##### Input rows

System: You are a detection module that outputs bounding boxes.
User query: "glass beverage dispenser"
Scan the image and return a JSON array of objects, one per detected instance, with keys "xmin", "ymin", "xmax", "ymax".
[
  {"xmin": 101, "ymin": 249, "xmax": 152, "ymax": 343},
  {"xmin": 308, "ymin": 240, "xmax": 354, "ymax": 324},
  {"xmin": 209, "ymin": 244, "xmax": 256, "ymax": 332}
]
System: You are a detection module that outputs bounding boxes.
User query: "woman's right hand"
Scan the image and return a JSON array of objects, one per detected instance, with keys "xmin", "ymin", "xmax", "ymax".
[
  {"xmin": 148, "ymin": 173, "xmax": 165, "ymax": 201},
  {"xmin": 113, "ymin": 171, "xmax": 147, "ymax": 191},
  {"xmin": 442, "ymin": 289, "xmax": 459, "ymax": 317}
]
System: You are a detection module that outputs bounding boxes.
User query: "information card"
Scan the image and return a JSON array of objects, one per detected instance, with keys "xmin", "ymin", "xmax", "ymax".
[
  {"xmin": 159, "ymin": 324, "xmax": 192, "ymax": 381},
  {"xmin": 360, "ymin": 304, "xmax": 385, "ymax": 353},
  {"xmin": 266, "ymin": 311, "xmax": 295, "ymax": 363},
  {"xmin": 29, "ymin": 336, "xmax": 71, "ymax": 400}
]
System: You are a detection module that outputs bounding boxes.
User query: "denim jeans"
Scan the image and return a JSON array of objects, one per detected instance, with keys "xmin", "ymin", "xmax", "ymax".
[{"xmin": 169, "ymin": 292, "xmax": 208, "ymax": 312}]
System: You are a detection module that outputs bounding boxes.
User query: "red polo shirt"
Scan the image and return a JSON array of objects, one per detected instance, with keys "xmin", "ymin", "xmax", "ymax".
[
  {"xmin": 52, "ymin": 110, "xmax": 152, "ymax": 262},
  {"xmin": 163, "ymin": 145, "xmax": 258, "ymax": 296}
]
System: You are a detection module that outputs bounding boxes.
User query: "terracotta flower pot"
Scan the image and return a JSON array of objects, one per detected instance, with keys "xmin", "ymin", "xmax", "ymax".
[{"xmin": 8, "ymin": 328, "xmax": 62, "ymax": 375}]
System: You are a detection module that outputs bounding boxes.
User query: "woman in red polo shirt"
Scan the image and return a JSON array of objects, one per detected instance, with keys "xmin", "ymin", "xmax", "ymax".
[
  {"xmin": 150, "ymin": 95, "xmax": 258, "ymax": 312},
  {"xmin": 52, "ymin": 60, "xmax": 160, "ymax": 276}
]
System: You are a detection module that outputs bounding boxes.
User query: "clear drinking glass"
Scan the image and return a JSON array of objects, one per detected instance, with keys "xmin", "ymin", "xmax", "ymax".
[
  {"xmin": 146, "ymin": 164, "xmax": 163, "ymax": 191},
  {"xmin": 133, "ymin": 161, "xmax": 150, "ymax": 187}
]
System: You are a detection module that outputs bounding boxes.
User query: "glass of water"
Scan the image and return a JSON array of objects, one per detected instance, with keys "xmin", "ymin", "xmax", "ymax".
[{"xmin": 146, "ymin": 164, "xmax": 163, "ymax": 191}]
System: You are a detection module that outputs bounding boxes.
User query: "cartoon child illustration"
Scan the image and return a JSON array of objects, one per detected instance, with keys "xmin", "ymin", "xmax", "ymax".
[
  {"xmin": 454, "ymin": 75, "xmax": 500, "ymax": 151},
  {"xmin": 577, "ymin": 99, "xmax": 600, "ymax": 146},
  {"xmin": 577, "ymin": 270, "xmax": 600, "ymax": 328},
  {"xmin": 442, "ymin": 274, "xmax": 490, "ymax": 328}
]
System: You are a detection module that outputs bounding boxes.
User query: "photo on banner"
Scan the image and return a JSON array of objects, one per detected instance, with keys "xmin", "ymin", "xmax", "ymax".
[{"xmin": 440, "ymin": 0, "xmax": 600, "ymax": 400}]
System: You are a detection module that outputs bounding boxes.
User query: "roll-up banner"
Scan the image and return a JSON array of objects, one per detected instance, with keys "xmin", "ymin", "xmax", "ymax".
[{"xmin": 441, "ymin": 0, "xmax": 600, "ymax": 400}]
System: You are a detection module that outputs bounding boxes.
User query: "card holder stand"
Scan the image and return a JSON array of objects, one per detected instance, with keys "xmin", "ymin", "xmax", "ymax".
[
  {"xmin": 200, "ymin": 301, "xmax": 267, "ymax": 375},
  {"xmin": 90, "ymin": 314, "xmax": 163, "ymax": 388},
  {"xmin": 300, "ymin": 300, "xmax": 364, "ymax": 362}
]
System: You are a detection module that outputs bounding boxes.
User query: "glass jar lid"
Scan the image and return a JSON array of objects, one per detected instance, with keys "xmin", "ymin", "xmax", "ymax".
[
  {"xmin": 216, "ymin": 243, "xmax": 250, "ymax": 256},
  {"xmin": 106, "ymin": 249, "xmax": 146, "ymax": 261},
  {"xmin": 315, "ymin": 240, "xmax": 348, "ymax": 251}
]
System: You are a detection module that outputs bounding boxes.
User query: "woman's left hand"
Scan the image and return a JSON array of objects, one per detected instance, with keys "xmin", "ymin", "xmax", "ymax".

##########

*Work required*: Write out every entry again, keeping each line exactly the same.

*Result for this task*:
System: You are a detection module that outputs bounding boxes.
User query: "glass beverage dispenser"
Scan the image and return a JSON array of objects, one per detected instance, with keys "xmin", "ymin", "xmax", "ymax".
[
  {"xmin": 101, "ymin": 249, "xmax": 152, "ymax": 343},
  {"xmin": 308, "ymin": 240, "xmax": 354, "ymax": 324},
  {"xmin": 209, "ymin": 244, "xmax": 256, "ymax": 332}
]
System: You are a detection module that outputs bounding boxes.
User query: "woman's right hand"
Scan the image and return a JSON array of objects, one per detected instance, with keys "xmin", "ymin", "xmax", "ymax".
[
  {"xmin": 148, "ymin": 173, "xmax": 165, "ymax": 201},
  {"xmin": 113, "ymin": 171, "xmax": 147, "ymax": 191},
  {"xmin": 442, "ymin": 289, "xmax": 459, "ymax": 317}
]
System: You are a detection module that outputs bounding boxes.
User query: "information card"
Scan the image and return a JSON array of objects, one per detected instance, with keys "xmin", "ymin", "xmax", "ymax".
[
  {"xmin": 159, "ymin": 324, "xmax": 192, "ymax": 381},
  {"xmin": 360, "ymin": 304, "xmax": 385, "ymax": 353},
  {"xmin": 266, "ymin": 311, "xmax": 295, "ymax": 363},
  {"xmin": 29, "ymin": 336, "xmax": 71, "ymax": 400}
]
System: You are a detection module that outputs bounding boxes.
User query: "denim jeans"
Scan the image and return a JSON array of objects, one per detected instance, with keys "xmin", "ymin", "xmax", "ymax".
[{"xmin": 169, "ymin": 292, "xmax": 208, "ymax": 312}]
System: You are a detection module that outputs bounding boxes.
User query: "red polo shirt"
Scan the image and return a JSON array of objects, one per detected instance, with keys "xmin", "ymin", "xmax", "ymax".
[
  {"xmin": 52, "ymin": 110, "xmax": 152, "ymax": 262},
  {"xmin": 163, "ymin": 145, "xmax": 258, "ymax": 296}
]
System: You are a detection module that outputs bounding boxes.
User query: "terracotta flower pot"
Scan the image and return a JSON array of objects, one per detected instance, with keys "xmin", "ymin", "xmax", "ymax".
[{"xmin": 8, "ymin": 328, "xmax": 62, "ymax": 375}]
System: You are a detection module that outputs bounding boxes.
User query: "woman in red polo shirt"
Scan the image and return a JSON array of objects, one per detected instance, with keys "xmin", "ymin", "xmax", "ymax".
[
  {"xmin": 150, "ymin": 95, "xmax": 258, "ymax": 312},
  {"xmin": 52, "ymin": 60, "xmax": 160, "ymax": 276}
]
System: You are a detection module that outputs bounding boxes.
User query: "clear drinking glass"
Scan the image and return a JSON array of objects, one per detected instance, with keys "xmin", "ymin", "xmax", "ymax".
[
  {"xmin": 146, "ymin": 164, "xmax": 163, "ymax": 191},
  {"xmin": 133, "ymin": 161, "xmax": 150, "ymax": 187}
]
System: You are a detection module that outputs bounding boxes.
User query: "glass of water"
Scan the image and return a JSON array of objects, one per detected instance, with keys "xmin", "ymin", "xmax", "ymax".
[{"xmin": 146, "ymin": 164, "xmax": 163, "ymax": 191}]
System: You are a detection module that outputs bounding boxes.
User query: "cartoon child illustration"
Scan the image and return a JSON array of objects, one per detected instance, with keys "xmin", "ymin", "xmax", "ymax".
[
  {"xmin": 454, "ymin": 75, "xmax": 500, "ymax": 151},
  {"xmin": 577, "ymin": 99, "xmax": 600, "ymax": 146},
  {"xmin": 577, "ymin": 270, "xmax": 600, "ymax": 328},
  {"xmin": 442, "ymin": 274, "xmax": 490, "ymax": 328}
]
System: You are a detection module that outputs bounding boxes.
User query: "photo on banner"
Scan the image and return a JSON array of objects, one per detected instance, with keys "xmin", "ymin", "xmax", "ymax".
[{"xmin": 440, "ymin": 0, "xmax": 600, "ymax": 400}]
System: You are a detection module that outputs bounding boxes.
User query: "roll-up banner"
Scan the image and return a JSON array of objects, one per detected instance, with keys "xmin", "ymin", "xmax", "ymax".
[{"xmin": 441, "ymin": 0, "xmax": 600, "ymax": 400}]
System: You are a detection module that outputs bounding boxes.
User query: "card holder stand"
Scan the image and return a JSON array of objects, one per detected instance, with keys "xmin", "ymin", "xmax", "ymax".
[
  {"xmin": 200, "ymin": 301, "xmax": 267, "ymax": 375},
  {"xmin": 90, "ymin": 314, "xmax": 163, "ymax": 388},
  {"xmin": 300, "ymin": 300, "xmax": 364, "ymax": 362}
]
System: You are a detection module that outputs bounding boxes.
User query: "glass jar lid"
Scan the image and return a JSON array of objects, one per detected instance, with keys "xmin", "ymin", "xmax", "ymax".
[
  {"xmin": 216, "ymin": 243, "xmax": 250, "ymax": 256},
  {"xmin": 106, "ymin": 249, "xmax": 146, "ymax": 261},
  {"xmin": 315, "ymin": 240, "xmax": 348, "ymax": 251}
]
System: You are a detection module that outputs bounding boxes.
User query: "woman's left hand"
Scan the image and return a JSON array of objects, one per detected instance, with keys "xmin", "ymin", "xmax", "ymax".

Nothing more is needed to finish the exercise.